Why don't people want to press the red button, Ingo? Don't tell me it's because they would rather borrow your scrip at interest . . . pulease!

Is it because cash, homes, stocks and bonds are the only game in town, and they fear the loss of what they got for much/little/no effort?

And don't get me going about transparency! OK, you just did. I applied for the Digital Director job in the UK as a joke. My quite transparent letter got read by Dave and Nick, as I was on a short list. I even wrote a letter to the Queen's presonal secretary on the MI6 website, as she has no email address.

They all must think I am insane. I love it!

Anyway, gotta fly . . .

http://youtu.be/NVQCpI4GbKQ

  Posted by Danny B on 01/03/12 10:35 PM

Keep in mind that The Straights of Hormuz could be closed in 5 minutes. Same for the Vale of Tears. Lloyds of London would close them. 20,000 missiles [SAMs] went missing from Libya. They're heat-seeking and could easily be used for ships.

_Record set_.
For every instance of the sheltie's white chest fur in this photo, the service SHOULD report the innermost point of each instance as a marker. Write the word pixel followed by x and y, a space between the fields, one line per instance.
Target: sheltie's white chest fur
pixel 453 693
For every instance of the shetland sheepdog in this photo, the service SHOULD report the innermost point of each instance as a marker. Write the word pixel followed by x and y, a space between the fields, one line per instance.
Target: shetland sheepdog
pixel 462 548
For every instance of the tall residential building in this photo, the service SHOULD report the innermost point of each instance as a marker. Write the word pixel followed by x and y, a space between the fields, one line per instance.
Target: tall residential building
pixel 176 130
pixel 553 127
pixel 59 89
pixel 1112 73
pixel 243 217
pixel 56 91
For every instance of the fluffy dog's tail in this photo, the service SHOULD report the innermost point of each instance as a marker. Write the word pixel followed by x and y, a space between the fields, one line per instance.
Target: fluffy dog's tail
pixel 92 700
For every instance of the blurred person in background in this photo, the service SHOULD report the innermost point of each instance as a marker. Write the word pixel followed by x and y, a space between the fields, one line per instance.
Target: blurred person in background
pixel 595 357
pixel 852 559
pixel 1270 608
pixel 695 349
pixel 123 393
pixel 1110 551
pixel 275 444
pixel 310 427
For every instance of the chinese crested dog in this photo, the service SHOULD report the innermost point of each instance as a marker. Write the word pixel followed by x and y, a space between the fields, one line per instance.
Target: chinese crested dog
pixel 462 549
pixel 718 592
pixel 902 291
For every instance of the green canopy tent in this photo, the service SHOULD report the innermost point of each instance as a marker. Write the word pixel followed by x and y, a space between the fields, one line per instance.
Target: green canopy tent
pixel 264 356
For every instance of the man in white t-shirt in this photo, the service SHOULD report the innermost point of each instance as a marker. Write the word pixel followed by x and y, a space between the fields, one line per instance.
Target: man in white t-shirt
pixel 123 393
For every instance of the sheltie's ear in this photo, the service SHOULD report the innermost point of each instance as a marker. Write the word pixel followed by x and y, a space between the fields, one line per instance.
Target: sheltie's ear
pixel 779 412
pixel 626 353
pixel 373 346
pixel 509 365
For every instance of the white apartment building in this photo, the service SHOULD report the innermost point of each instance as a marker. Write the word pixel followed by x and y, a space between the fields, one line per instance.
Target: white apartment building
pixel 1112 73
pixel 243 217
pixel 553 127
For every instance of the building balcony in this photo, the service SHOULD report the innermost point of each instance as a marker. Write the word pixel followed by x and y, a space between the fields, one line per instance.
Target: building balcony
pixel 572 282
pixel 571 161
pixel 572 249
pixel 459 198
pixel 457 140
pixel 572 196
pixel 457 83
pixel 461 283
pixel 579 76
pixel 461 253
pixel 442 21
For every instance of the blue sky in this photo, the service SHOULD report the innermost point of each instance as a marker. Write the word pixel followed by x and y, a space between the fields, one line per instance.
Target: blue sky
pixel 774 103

_Stated exercise 1_.
Convert the records, from the line containing "For every instance of the chinese" up to and including the line containing "pixel 264 356", into a JSON list of strings with one string per line and blank lines omitted.
_Stated exercise 2_.
Continue the forum posts from the point where they stop.

_Reply 1_.
[
  "For every instance of the chinese crested dog in this photo, the service SHOULD report the innermost point of each instance as a marker. Write the word pixel followed by x and y, a space between the fields, one line per instance.",
  "Target: chinese crested dog",
  "pixel 462 549",
  "pixel 718 592",
  "pixel 902 291",
  "For every instance of the green canopy tent in this photo, the service SHOULD report the innermost point of each instance as a marker. Write the word pixel followed by x and y, a space between the fields, one line per instance.",
  "Target: green canopy tent",
  "pixel 264 356"
]

_Reply 2_.
Click to view link
Should Iran fear for their survival, they would probably use the SAMs for everything they could find to shoot at. The U.S. made a very good [bad] example out of Libya. Iran also has an Exocet factory and can fire 11,000 missiles a minute.
If they believe that they are going to get bombed back to the Stone Age, they will take the West down with them. Their Russian missiles will easily take out our entire navy,,, as reported by the pentagon.
Remember how long the Suez canal was closed?

  Posted by Agent Weebley on 01/03/12 10:31 PM

Finally!

Hi Ingo. How was your day?

  Posted by Bischoff on 01/03/12 10:27 PM

Weebley,

I just have a hard time tolerating fools like you. So give me a break.

  Posted by Agent Weebley on 01/03/12 10:01 PM

"You can do business accounting and financial planning with a redeemable currency. Longterm business planning and accounting is impossible with a irredeemable currency."

OMFNG. Thiss boofune would sai wye doo you seem to lye* or at least obfuskate around the truth so mush Ingot? That cind of tork confusses peeple. If money/currency/assets wernt inflatted so mush, we could plane just fin . . . for the end of the USD as the reservist - no crash landing.

Click to view link

Oh, and how come you sound so shrill these days . . . almost like you are having some sort of panic attack, with all those ad hominem remarks.

Note to readers: My good buddy Ingo does not seem to MSDOS around with me right now, so there will be no \ over what I say to him . . . especially the metaphors . . . he just doesn't get them! That is why our website is the perfect base for an APT*.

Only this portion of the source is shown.